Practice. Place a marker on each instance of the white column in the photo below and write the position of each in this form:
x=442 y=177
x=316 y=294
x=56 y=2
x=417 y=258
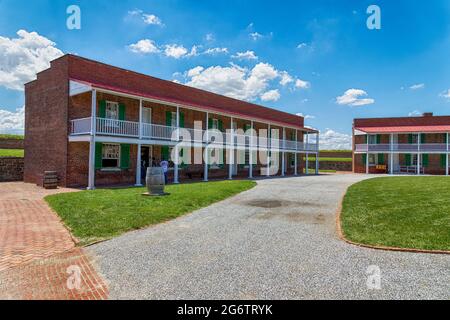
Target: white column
x=318 y=153
x=231 y=151
x=269 y=140
x=283 y=166
x=391 y=155
x=418 y=154
x=206 y=155
x=91 y=174
x=307 y=154
x=446 y=157
x=176 y=179
x=138 y=157
x=251 y=146
x=296 y=153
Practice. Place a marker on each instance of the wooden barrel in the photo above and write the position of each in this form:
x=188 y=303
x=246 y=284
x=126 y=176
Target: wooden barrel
x=50 y=180
x=155 y=181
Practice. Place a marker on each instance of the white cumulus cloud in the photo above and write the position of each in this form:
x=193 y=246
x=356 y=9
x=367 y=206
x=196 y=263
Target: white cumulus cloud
x=417 y=86
x=175 y=51
x=354 y=98
x=234 y=81
x=301 y=84
x=306 y=116
x=445 y=94
x=12 y=122
x=144 y=46
x=271 y=95
x=332 y=140
x=22 y=57
x=247 y=55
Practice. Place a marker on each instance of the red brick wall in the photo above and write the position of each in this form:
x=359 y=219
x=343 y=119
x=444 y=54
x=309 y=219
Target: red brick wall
x=46 y=123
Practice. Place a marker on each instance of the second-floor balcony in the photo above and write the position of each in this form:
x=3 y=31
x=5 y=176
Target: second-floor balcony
x=145 y=131
x=402 y=147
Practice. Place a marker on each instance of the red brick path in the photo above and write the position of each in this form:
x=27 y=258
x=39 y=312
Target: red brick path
x=36 y=250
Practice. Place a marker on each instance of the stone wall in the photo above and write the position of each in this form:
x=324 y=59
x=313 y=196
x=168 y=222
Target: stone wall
x=11 y=144
x=11 y=169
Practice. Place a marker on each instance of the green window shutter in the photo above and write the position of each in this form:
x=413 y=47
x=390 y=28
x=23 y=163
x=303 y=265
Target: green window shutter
x=443 y=160
x=410 y=138
x=125 y=156
x=407 y=159
x=165 y=153
x=425 y=160
x=102 y=109
x=98 y=155
x=181 y=120
x=168 y=118
x=121 y=111
x=423 y=138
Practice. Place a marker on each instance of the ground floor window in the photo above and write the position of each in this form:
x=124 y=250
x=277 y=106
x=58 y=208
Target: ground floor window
x=111 y=156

........

● About this exercise
Please give the entries above again exactly as written, leaving out any pictures.

● Output of the exercise
Practice. Place a marker on each instance of the white column in the photo below and write the position of each in this form:
x=442 y=177
x=316 y=294
x=56 y=2
x=417 y=258
Target: white column
x=318 y=153
x=231 y=151
x=269 y=140
x=283 y=166
x=391 y=155
x=418 y=154
x=206 y=155
x=91 y=174
x=307 y=154
x=446 y=157
x=176 y=179
x=138 y=157
x=251 y=146
x=296 y=153
Practice. Place a marker on each instance of the wooden barrel in the photo above and write the position of each in this form:
x=188 y=303
x=246 y=284
x=126 y=176
Target: wooden barrel
x=50 y=180
x=155 y=181
Practice. Place a marker on each instance of the white cumulus cloud in the photo above and write the position of each in this form:
x=193 y=246
x=356 y=9
x=367 y=206
x=196 y=263
Target: white cumulus cloud
x=417 y=86
x=175 y=51
x=354 y=98
x=234 y=81
x=301 y=84
x=306 y=116
x=445 y=94
x=12 y=122
x=144 y=46
x=271 y=95
x=332 y=140
x=22 y=57
x=247 y=55
Practice. Place a marker on each instance of the red brick wall in the photo above and write the position of each in this form:
x=359 y=219
x=343 y=119
x=444 y=54
x=309 y=219
Target: red brick wall
x=46 y=123
Practice. Place a marker on each instance of the second-floor balcony in the photo above and write the position of each in this form:
x=3 y=31
x=5 y=176
Target: second-floor balcony
x=145 y=131
x=402 y=147
Practice. Place a marker on each instance of the red brick path in the photo above and write the position of each in this form:
x=27 y=258
x=39 y=312
Target: red brick path
x=36 y=250
Practice. Place a marker on each instance of the stone wall in the photo above and write the position of each in this form:
x=324 y=59
x=313 y=196
x=168 y=222
Target: stone wall
x=11 y=144
x=11 y=169
Practice. Place a marker on each instance of the green window shutter in the photo above and write the position of each in this form:
x=413 y=47
x=390 y=28
x=23 y=163
x=303 y=265
Target: green window shutter
x=443 y=160
x=410 y=138
x=125 y=156
x=407 y=159
x=165 y=153
x=425 y=160
x=102 y=109
x=98 y=155
x=181 y=120
x=168 y=118
x=121 y=111
x=423 y=138
Practice. Place a marker on each instance of the ground floor window in the photo above and write the position of each in this form:
x=124 y=250
x=277 y=106
x=58 y=208
Target: ground floor window
x=111 y=156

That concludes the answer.